■ **Task requirements**
a) Decide whether each statement agrees with the forum thread below about a dog's upcoming evaluation: (i) Jager will be evaluated to see whether he may be capable of Schutzhund or PSA; (ii) clearcreekranch has been working with Darryl for about a year; (iii) SystemCritical expects to move the horse work to Sunday. Answer yes or no for each, and quote the deciding words of the forum thread exactly.
b) Reproduce the stretch of the forum thread below from "Either way I" through "(Apr 5, 2000)", keeping every word and mark unchanged.
c) Extend the forum thread below about the dog's evaluation, picking up right after its final line.

# Ok, now that I have done some more research....



## SystemCritical (Nov 30, 2011)

I know I was all gung-ho excited about this upcomming week. After making a few phone calls, reading many articles, and watching videos..... Well lets just say Jager will be EVALUATED this week to see what he may be capable of whether it be Schutzhund or PSA.

Either way I am still super excited. Had some great input from Darryl and Rod. Thanks guys....

Hope my boy is up for the test. Looking forward to it.


----------



## lhczth (Apr 5, 2000)

Have fun.


----------



## 1sttimeforgsd (Jul 29, 2010)

Best wishes for a successful day!


----------



## clearcreekranch (Mar 18, 2010)

Hey, Darryl is my trainer. We have been working with him for about 6 mos. He is very honest and is one of the best. Will you be coming out to our club on Sat. a.m.?


----------



## SystemCritical (Nov 30, 2011)

clearcreekranch said:


> Hey, Darryl is my trainer. We have been working with him for about 6 mos. He is very honest and is one of the best. Will you be coming out to our club on Sat. a.m.?


I will be there tomorrow night and I am hoping Sat morning as well. I am suppposed to help the wife work her horse but I think we'll bump that to Sunday.

Ed


----------



## Klamari (Aug 6, 2010)

■ **Data provided**
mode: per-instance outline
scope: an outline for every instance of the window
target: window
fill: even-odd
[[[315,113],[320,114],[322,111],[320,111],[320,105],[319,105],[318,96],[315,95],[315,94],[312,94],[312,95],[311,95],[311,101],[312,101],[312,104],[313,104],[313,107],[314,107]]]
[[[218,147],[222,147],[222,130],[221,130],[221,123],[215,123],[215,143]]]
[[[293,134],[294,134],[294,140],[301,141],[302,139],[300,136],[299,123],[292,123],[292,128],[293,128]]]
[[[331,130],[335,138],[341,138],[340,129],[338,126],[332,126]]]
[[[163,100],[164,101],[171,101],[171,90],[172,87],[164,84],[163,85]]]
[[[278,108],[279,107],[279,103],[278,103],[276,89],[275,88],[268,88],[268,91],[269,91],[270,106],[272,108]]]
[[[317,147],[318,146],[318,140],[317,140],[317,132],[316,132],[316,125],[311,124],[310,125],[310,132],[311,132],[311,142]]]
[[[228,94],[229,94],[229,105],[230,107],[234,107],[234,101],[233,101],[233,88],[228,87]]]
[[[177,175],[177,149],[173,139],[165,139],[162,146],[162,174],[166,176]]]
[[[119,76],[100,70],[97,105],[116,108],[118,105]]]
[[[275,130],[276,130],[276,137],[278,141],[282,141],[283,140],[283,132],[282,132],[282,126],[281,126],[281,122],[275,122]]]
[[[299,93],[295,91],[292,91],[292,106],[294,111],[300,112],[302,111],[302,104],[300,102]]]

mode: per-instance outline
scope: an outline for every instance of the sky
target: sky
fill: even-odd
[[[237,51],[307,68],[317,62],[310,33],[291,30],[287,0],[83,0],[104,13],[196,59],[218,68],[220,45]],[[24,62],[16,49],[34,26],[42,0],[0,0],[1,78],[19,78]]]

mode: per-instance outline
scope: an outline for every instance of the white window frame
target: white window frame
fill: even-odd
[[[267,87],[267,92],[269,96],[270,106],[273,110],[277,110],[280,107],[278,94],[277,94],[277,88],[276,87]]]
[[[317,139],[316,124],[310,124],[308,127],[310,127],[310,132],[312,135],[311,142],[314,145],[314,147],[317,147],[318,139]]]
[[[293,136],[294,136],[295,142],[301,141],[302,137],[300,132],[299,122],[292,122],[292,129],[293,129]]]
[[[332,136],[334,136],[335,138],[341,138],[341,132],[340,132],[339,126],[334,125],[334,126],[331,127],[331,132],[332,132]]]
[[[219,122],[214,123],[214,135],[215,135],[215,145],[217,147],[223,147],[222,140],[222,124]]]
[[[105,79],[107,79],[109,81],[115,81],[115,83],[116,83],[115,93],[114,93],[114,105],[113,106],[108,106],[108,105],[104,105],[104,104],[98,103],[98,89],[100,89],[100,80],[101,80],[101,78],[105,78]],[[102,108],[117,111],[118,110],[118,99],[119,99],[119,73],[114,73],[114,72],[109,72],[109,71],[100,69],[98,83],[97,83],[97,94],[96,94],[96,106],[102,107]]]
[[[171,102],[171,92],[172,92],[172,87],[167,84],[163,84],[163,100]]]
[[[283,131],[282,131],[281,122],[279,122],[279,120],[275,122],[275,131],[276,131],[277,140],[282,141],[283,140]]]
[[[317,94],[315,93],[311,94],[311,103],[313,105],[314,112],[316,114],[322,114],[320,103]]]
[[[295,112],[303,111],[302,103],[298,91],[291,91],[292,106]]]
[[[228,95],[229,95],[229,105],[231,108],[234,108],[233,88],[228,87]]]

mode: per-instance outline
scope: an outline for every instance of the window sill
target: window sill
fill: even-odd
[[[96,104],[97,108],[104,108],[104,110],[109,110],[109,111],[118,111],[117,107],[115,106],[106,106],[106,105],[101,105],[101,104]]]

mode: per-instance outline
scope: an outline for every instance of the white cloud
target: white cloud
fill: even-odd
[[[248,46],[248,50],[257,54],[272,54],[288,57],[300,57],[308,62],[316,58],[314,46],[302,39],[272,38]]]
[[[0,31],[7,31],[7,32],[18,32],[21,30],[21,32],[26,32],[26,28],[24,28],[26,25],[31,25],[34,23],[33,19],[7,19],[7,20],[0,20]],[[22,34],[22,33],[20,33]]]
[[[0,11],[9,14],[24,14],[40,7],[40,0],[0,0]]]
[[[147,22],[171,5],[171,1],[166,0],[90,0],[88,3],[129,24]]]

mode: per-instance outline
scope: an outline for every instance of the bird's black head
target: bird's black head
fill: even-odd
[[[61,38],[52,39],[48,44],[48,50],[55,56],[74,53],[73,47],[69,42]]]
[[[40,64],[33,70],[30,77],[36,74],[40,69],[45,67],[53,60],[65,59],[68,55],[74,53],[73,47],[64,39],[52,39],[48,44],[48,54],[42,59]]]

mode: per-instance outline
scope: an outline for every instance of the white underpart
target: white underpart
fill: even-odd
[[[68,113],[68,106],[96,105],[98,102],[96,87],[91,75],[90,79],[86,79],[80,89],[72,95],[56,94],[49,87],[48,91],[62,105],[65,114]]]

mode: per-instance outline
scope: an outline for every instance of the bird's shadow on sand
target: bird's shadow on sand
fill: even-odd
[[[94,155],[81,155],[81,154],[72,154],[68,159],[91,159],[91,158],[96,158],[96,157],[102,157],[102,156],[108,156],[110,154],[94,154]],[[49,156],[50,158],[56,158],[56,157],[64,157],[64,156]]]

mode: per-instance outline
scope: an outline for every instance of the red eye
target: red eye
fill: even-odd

■ **Answers per task**
a)
(i) Yes: "Jager will be EVALUATED this week to see what he may be capable of whether it be Schutzhund or PSA."
(ii) No: "We have been working with him for about 6 mos."
(iii) Yes: "I think we'll bump that to Sunday."

b)
Either way I am still super excited. Had some great input from Darryl and Rod. Thanks guys....

Hope my boy is up for the test. Looking forward to it.


----------



## lhczth (Apr 5, 2000)

c)
SystemCritical said:


> I will be there tomorrow night and I am hoping Sat morning as well. I am suppposed to help the wife work her horse but I think we'll bump that to Sunday.
> 
> Ed


Ill see ya there tomorrow night!! It looks like it won't be as cold as last week, thank God!


----------



## SystemCritical (Nov 30, 2011)

Awesome, looking forward to it. Hey, check this thread out I started. Kinda feel good about it. Any input would be cool...


http://www.germanshepherds.com/foru...orts/172590-wow-what-180-no-more-nos-did.html


----------



## abakerrr (Aug 8, 2008)

Cool! Let us know how it goes. Love reading about new experiences in PSA, SchH, and other sports. Checking out a semi-local SchH club myself sunday morning.


----------



## Northern GSDs (Oct 30, 2008)

Good luck and have fun!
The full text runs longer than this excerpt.